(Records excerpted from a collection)
* * * * * * *

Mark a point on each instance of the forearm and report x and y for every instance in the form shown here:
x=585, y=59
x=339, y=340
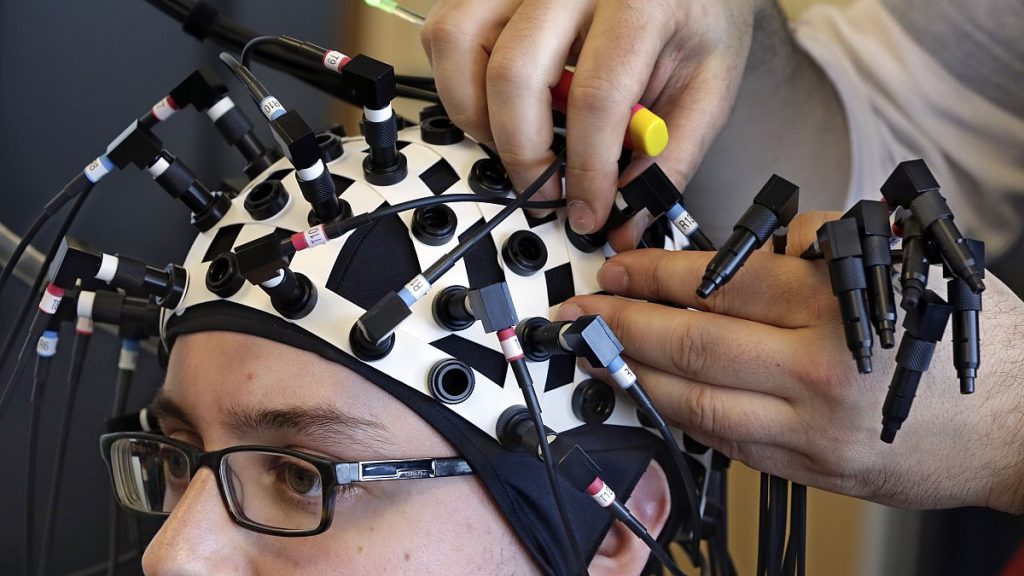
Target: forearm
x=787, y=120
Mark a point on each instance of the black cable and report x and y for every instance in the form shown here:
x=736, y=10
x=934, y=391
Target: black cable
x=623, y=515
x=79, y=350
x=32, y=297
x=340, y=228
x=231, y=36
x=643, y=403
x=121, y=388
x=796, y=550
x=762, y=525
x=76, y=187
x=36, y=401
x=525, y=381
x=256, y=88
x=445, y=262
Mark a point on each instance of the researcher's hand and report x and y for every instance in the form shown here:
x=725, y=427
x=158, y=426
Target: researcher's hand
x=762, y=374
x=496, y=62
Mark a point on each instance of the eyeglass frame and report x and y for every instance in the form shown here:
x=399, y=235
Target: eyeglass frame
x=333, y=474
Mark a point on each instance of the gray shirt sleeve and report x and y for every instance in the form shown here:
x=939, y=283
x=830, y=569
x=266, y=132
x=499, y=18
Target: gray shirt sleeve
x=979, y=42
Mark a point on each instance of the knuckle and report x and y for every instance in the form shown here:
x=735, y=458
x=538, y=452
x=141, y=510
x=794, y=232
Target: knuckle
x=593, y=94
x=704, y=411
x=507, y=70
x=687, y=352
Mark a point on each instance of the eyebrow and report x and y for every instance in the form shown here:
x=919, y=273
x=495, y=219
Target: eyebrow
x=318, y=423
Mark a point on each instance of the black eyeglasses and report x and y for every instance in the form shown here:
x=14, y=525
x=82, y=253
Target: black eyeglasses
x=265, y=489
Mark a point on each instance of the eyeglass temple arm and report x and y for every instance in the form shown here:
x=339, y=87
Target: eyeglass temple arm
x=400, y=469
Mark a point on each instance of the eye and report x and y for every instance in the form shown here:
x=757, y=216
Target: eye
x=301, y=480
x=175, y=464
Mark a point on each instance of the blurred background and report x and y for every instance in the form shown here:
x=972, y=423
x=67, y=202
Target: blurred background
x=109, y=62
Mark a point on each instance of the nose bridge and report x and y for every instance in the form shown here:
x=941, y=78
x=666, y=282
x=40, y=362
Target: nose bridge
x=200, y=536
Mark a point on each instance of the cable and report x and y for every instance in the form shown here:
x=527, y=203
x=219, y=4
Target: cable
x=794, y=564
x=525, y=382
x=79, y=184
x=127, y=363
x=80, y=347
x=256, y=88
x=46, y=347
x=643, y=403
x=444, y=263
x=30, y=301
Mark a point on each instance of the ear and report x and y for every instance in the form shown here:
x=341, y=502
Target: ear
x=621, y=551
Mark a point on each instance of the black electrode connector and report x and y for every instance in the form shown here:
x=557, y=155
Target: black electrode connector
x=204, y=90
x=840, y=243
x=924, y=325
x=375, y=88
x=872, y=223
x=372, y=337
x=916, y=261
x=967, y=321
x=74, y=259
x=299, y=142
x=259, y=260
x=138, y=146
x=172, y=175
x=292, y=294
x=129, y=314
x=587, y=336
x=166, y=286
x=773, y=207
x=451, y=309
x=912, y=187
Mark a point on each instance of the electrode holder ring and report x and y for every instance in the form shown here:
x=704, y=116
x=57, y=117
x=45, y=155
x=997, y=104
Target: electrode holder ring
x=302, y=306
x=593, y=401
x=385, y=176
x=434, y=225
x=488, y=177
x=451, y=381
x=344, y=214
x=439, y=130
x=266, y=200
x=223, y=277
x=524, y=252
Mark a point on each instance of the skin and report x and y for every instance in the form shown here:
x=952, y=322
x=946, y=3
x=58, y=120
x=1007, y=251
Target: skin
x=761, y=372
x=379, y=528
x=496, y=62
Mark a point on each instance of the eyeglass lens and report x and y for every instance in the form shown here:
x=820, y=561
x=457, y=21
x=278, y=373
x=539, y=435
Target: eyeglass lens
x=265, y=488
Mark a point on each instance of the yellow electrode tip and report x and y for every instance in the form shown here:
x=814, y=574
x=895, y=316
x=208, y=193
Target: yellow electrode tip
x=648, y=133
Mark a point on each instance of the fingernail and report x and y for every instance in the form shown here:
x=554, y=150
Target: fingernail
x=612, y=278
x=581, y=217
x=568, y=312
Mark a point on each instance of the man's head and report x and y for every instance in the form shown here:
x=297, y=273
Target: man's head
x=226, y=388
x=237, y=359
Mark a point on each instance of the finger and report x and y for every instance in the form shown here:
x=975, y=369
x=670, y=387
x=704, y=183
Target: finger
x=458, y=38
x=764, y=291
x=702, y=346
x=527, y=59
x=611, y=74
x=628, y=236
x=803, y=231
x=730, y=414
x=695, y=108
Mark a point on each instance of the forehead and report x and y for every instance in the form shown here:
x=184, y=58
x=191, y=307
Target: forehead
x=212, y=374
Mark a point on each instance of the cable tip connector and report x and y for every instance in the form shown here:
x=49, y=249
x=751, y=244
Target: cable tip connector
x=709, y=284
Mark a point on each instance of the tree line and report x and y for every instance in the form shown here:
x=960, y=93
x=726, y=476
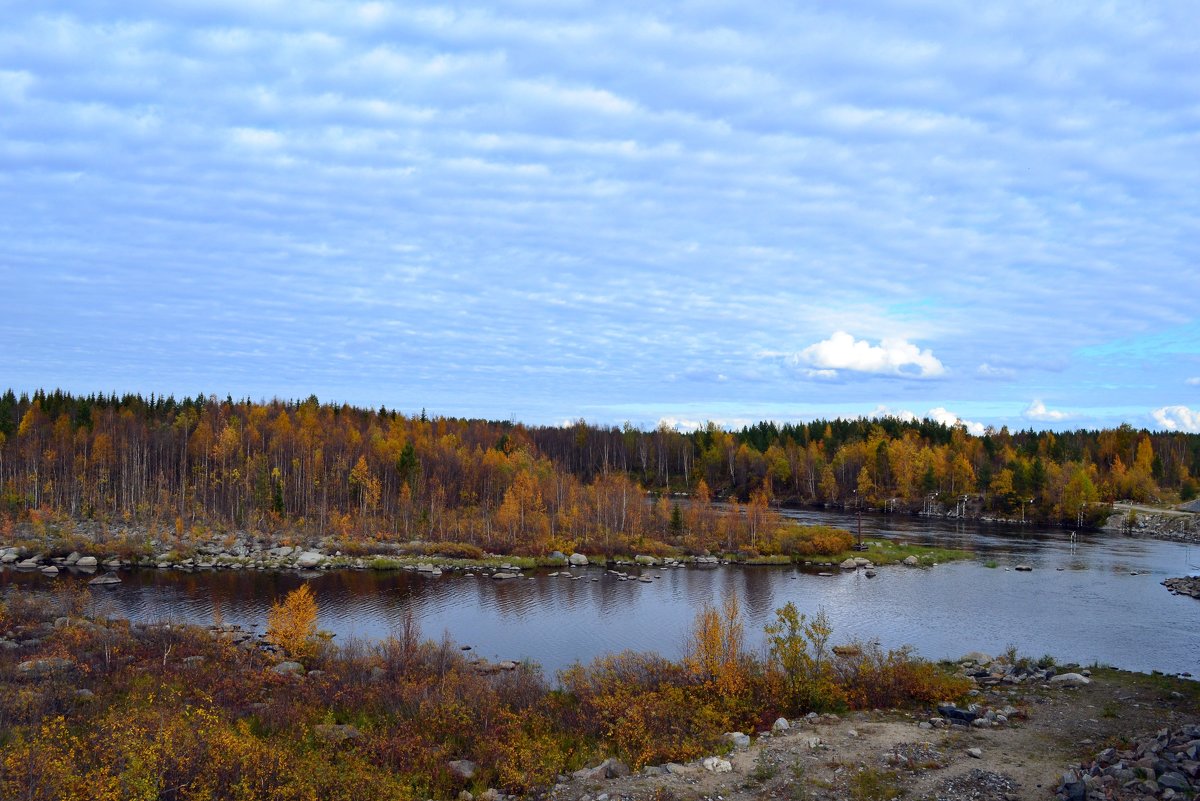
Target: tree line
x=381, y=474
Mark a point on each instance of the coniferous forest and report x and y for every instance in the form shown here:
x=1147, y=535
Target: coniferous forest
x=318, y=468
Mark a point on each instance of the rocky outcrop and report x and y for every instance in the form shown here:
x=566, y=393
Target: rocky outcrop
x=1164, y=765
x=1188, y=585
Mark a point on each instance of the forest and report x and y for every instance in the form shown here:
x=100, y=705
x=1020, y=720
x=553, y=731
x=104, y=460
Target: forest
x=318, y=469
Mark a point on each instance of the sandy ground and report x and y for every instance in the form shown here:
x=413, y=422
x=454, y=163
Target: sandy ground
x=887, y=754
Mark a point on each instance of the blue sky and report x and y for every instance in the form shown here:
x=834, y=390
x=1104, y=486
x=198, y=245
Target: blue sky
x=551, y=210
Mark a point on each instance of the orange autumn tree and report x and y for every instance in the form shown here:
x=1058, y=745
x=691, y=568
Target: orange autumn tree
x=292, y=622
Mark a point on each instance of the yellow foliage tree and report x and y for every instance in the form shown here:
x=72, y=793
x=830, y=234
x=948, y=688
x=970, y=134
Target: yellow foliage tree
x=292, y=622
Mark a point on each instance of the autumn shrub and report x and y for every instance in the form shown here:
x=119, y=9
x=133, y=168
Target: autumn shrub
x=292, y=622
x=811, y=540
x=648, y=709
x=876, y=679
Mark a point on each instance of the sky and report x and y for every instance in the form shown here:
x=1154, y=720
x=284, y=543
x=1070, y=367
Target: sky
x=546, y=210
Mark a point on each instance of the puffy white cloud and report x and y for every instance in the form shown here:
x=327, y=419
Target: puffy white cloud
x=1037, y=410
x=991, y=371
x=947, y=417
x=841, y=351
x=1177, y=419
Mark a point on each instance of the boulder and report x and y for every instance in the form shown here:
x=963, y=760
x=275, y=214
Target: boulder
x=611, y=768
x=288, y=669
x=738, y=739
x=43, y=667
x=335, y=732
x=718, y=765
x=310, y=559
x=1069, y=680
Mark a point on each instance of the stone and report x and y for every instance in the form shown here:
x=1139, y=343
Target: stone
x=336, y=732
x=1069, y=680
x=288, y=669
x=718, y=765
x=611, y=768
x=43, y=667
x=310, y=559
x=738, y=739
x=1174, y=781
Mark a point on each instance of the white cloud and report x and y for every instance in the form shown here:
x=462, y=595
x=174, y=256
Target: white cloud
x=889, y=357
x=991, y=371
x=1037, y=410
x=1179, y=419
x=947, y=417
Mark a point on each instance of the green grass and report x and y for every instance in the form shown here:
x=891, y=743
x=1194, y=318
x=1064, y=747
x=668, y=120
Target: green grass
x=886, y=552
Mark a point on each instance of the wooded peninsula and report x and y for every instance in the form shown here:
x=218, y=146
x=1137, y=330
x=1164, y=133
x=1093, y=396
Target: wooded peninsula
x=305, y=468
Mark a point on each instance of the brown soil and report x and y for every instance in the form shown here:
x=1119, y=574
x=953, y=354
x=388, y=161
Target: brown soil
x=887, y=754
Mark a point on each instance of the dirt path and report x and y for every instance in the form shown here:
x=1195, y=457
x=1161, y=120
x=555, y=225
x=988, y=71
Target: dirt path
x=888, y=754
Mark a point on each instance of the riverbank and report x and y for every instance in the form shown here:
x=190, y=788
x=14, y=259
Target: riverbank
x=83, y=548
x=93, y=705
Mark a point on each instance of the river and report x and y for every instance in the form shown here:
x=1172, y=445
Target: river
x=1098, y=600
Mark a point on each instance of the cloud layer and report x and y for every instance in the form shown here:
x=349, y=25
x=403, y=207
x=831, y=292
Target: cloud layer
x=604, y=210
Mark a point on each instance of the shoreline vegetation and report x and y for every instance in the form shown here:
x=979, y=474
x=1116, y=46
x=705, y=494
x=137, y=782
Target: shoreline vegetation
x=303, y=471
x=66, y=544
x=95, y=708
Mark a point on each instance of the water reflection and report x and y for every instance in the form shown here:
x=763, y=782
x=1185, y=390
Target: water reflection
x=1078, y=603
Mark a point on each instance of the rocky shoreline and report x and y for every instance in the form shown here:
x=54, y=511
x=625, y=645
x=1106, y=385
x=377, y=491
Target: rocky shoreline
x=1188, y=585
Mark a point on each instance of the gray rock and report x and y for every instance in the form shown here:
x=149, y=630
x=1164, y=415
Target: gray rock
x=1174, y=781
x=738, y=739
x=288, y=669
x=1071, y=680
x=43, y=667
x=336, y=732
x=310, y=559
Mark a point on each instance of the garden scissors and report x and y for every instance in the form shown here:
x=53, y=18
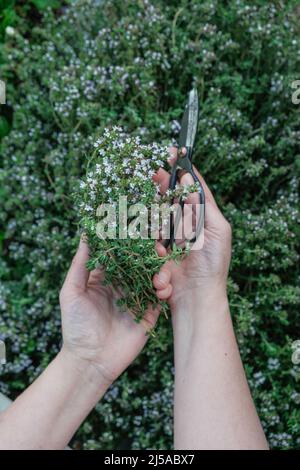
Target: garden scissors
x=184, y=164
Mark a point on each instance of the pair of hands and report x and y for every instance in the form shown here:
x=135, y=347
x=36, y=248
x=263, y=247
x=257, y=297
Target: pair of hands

* * * * * * *

■ **Work task**
Where the word "pair" occurs in a line of the records, copy that line.

■ **The completed task**
Mark a point on each instance of the pair of hands and report x and y for every instance in the form shown here:
Target: pair of hands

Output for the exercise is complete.